▶ _PAGE EXCERPT_
○ ○ ○ ○ ○

The Best and Worst Menu Items at Outback Steakhouse
Outback Steakhouse might’ve been born in 1988 in Tampa, Florida, but the Australian-inspired eatery has always prided itself on innovative creations, bold flavors, and traditional classics made the way you want it for affordable prices. If you’re craving this popular steakhouse, you can certainly find healthy choices in the midst of the many options. There is, however, a possibility of falling into the comfort food calorie bomb traps that can have you rolling home. Below, you’ll find some help navigating the lengthy Outback Steakhouse menu.
Here’s a breakdown of the best and worst meals the Outback Steakhouse menu has to offer.
Worst: Bloomin Onion
These fried onions are certainly one way to start off your meal. With close to 100 percent of your daily recommended calories (for the average American, it’s 2,000 calories), you’ll basically be reaching your total daily calories before the main dish even arrives. Unless you plan on sharing this one with a table of many people, skip it!
Best: Small Seared Peppered Ahi
If you’re in the mood for an appetizer, seared fish is always a healthful choice. Tuna provides healthy omega-3 fats, which has been shown to be beneficial for heart health, cognitive health, and eye health. This small-sized option is probably best for two people to share as an appetizer, or you can even enjoy it as a main dish with a healthy side.
Soups and Salads
Worst: Bowl of Clam Chowder
The 2015-2020 dietary guidelines for Americans recommend no more than 10 percent of total calories come from saturated fat—which is a max of 22 grams per day on a 2,000 average American diet. Eating a hearty bowl of the clam chowder will get you rather quickly to that daily saturated fat max, which you’ll easily surpass once you start eating your main dish. This, plus the other soups on the menu have a nice dose of saturated fat, probably from the heavy cream and/or butter added, so if you’re going to order it, opt for a cup size instead of a bowl.

○ ○ ○ ○ ○

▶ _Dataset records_
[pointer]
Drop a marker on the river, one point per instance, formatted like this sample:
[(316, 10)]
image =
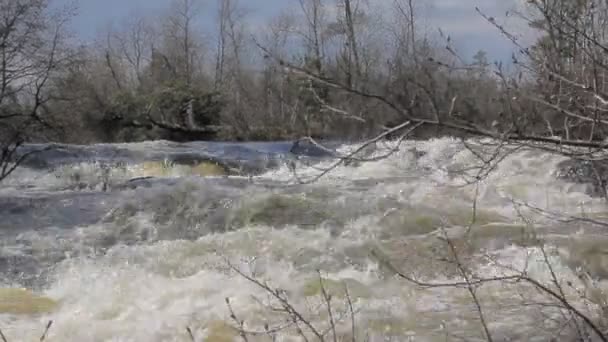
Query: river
[(136, 242)]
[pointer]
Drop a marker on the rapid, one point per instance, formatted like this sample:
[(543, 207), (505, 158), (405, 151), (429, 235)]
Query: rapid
[(138, 242)]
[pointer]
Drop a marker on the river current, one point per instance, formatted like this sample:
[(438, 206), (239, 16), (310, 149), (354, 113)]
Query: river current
[(137, 242)]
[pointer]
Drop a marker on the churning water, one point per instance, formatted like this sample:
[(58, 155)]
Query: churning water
[(134, 242)]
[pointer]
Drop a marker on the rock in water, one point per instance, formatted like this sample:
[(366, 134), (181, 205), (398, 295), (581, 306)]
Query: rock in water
[(18, 301), (592, 173), (307, 148)]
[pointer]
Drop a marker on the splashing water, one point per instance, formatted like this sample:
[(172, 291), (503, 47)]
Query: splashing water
[(145, 261)]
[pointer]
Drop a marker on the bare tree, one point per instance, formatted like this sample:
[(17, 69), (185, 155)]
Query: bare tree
[(32, 50)]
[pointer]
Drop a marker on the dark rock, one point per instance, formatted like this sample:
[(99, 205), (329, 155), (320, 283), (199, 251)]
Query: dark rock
[(307, 148), (593, 173)]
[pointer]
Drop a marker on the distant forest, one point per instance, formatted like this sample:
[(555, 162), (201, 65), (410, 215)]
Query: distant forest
[(337, 69)]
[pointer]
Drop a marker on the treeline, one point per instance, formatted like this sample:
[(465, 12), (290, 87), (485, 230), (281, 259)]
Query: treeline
[(169, 77)]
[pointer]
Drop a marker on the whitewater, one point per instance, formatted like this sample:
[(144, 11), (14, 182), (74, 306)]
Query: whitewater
[(138, 242)]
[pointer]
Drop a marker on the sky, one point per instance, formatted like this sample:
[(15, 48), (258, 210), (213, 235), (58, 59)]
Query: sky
[(458, 18)]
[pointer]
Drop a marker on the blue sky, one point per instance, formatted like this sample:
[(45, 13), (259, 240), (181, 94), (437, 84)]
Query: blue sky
[(457, 17)]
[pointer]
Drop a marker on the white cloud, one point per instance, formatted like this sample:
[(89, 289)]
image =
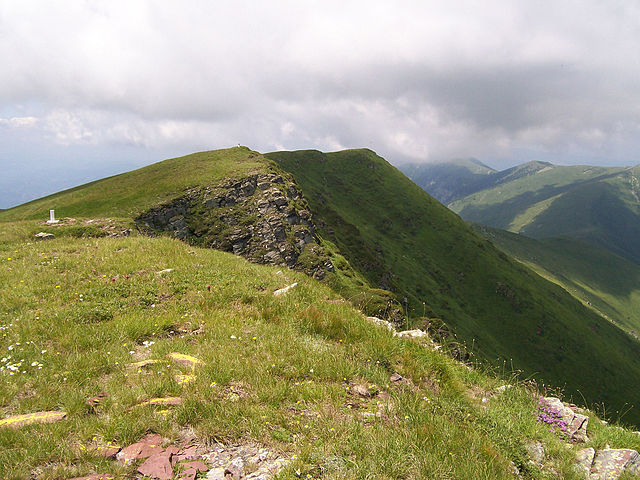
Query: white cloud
[(411, 80)]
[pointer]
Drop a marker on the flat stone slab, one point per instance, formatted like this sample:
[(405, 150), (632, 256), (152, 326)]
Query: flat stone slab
[(149, 445), (95, 476), (576, 423), (44, 236), (143, 363), (157, 466), (609, 464), (186, 360), (17, 421), (417, 333)]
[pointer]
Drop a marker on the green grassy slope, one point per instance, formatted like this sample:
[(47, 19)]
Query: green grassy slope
[(396, 234), (278, 371), (128, 194), (607, 282), (597, 205)]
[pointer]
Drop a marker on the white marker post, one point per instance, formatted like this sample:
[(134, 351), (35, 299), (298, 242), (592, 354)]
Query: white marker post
[(52, 217)]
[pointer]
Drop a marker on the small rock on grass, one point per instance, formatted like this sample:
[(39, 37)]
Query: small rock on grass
[(44, 236), (146, 447), (610, 464), (284, 290), (584, 460)]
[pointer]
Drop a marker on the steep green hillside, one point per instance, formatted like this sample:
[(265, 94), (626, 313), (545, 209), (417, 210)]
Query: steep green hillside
[(608, 283), (449, 181), (378, 230), (401, 238), (594, 204), (103, 331)]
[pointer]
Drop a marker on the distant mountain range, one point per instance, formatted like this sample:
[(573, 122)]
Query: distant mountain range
[(597, 205), (373, 236)]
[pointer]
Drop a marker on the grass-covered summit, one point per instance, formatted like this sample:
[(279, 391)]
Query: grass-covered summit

○ ○ ○ ○ ○

▶ _AIM 1_
According to the Outback Steakhouse menu guide, in what year and city was Outback Steakhouse born?
▶ _AIM 2_
Edit the Outback Steakhouse menu guide from "Worst: Bloomin Onion" to "people, skip it!", putting "battered onions" in place of "fried onions".
▶ _AIM 3_
Pick up the Outback Steakhouse menu guide after its last sentence and keep writing.

▶ _FINAL RESULT 1_
It was born in 1988 in Tampa, Florida.

▶ _FINAL RESULT 2_
Worst: Bloomin Onion
These battered onions are certainly one way to start off your meal. With close to 100 percent of your daily recommended calories (for the average American, it’s 2,000 calories), you’ll basically be reaching your total daily calories before the main dish even arrives. Unless you plan on sharing this one with a table of many people, skip it!

▶ _FINAL RESULT 3_
Worst: Blue Cheese Pecan Chopped Salad
Although blue cheese is tasty with pecans, mixed into a creamy dressing it can up the artery-clogging saturated fat and calories. This side salad has the same number of calories you should be getting in an entire meal, and the sodium is 56 percent of the total daily recommended amount.
Best: House Salad with Tangy Tomato Dressing
The house salad is always a nice way to take in vegetables. Oftentimes, however, the dressing can sabotage your simple side. That’s why it’s always important to crunch the numbers for the salad and the dressing. The Tangy Tomato Dressing has the least amount of calories and appears to be made with a plant-based oil, and is the best option to order with your side salad.
Worst: Slow Roast Prime Rib (24 ounces)
It’s OK to love your meat, but 24 ounces of it takes portion control to a whole new level. Based on a 2,000 calories diet, you’ll be taking in 105 percent of your total daily calories, 265 percent of your total daily fat, 390 percent of your total daily saturated fat, and 76 perfect your total recommended maximum of sodium. And I wouldn’t be surprised if that size portion doesn’t leave you with a stomachache and heartburn afterward.
Best: Victoria’s Filet Mignon (6 ounces)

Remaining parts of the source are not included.